PROBLEM TO WORK ON:
Answer from the text on Maricopa County traffic stops:
1. How many traffic stops did the recent report examine?
2. In what year did a judge rule in favor of the plaintiff in Melendres v. Arpaio?
3. What office does Anna Tovar hold?

EXTRACT TO READ:
========
Wallace said she expected the 2016-17 results.

“It doesn’t surprise me that there’s still racially biased policing occurring,” she said. “You can’t fix this problem instantaneously. It’s something that just takes time and isn’t necessarily a reflection on who’s in charge per se, but rather this is a long, drawn-out process.”

The recent report – the third of the annual fiscal reports – looked at more than 22,200 traffic stops conducted by deputies from July 2016 through June 2017, covering all Maricopa County districts and municipalities.

It found no improvement in rates of searches and arrests of Hispanic motorists compared with the previous years’ findings, which were compiled starting in fiscal 2014-15.

Hispanic drivers still were 1.7 times more likely to be arrested and 1.4 times more likely to be searched than white drivers. However, rates of citation among Hispanics and whites were equal during those three annual reviews.

Traffic-stop times for all races and ethnicities decreased 59 percent, from about 24 to about 14 minutes, over the three years’ data that was collected. The stops remained longer for Hispanics than whites, but the report noted the gap narrowed over time.

The report didn’t find that any specific cases where officers engaged in discriminatory practices, instead revealing a more complex and systemic issue within the MCSO.

“These results collectively suggest systemic bias within the patrol function of the MCSO, rather than the problem being concentrated among a few deputies showing patterns of problematic behavior,” the report said.

“Racial differences in post-stop outcomes is a problem for all deputies participating in the MCSO’s patrol function and cannot be solved by removing a select few deputies engaged in the worst racially biased patterns of behavior.”

History of conflict

The annual reports on the MCSO are a court-mandated measure stemming from the 2007 case Melendres v. Arpaio, where the plaintiff alleged the MCSO was engaging in discriminatory behavior toward Hispanics during immigration sweeps and traffic stops.

In 2013, a judge ruled in favor of the plaintiff and ordered department-wide changes in policy. That included an annual report to collect and analyze traffic stop data.

In 2016, Arpaio was found to be in contempt of court for violating court orders to stop detaining individuals based solely on the suspicion that they were in the country illegally. Before his 2017 sentencing, however, President Donald Trump pardoned the former sheriff, to the delight of supporters and the outrage of opponents and civil-rights activists.

The controversy over treatment of Latinos extended outside the MCSO, to the rest of Arizona and throughout the country.

Arizona emerging from shadows

The 2010 passage of SB 1070, a law allowing police officers to request information regarding the immigration status of anyone arrested or detained under “reasonable suspicion,” affected the world’s view of Arizona.

“I remember that day when it passed because I cried all the way home,” Tolleson Mayor Anna Tovar said during a panel discussion at the National Association of Latino Elected Officials, or NALEO, conference in mid-June. She called it “the most stringent and hateful bill that our nation had seen or felt.”
========
INFORMATION SHOWN:

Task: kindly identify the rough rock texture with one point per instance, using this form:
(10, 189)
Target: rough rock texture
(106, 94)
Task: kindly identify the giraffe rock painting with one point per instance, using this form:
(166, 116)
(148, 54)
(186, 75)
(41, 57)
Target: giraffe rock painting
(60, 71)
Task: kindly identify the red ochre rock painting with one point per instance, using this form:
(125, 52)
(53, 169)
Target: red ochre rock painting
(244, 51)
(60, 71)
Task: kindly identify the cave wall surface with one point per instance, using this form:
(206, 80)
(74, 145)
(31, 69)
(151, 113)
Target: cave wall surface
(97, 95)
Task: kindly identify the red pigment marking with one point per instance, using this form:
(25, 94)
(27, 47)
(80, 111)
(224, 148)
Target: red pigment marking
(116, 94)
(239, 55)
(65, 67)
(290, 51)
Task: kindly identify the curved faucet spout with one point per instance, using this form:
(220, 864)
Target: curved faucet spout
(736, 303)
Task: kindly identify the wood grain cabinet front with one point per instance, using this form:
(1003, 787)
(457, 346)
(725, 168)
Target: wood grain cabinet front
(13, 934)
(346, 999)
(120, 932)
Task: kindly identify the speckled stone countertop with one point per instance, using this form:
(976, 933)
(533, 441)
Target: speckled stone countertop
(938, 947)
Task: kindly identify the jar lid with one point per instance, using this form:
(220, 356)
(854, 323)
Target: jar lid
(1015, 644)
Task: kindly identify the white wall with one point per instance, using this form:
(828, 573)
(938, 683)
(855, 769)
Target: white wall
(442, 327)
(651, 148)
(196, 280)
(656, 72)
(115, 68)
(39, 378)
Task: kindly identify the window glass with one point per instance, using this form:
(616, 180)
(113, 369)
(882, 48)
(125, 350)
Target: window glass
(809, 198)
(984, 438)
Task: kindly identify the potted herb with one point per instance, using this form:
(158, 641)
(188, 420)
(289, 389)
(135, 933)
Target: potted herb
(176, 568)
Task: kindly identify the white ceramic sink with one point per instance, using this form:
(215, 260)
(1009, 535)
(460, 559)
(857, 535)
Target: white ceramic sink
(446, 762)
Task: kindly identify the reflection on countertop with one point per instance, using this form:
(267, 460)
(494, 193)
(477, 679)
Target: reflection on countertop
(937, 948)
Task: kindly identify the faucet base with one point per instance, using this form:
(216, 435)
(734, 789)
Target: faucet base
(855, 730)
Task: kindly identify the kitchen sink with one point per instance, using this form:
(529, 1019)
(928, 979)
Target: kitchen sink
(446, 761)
========
WRITTEN SOLUTION:
1. More than 22,200
2. 2013
3. Mayor of Tolleson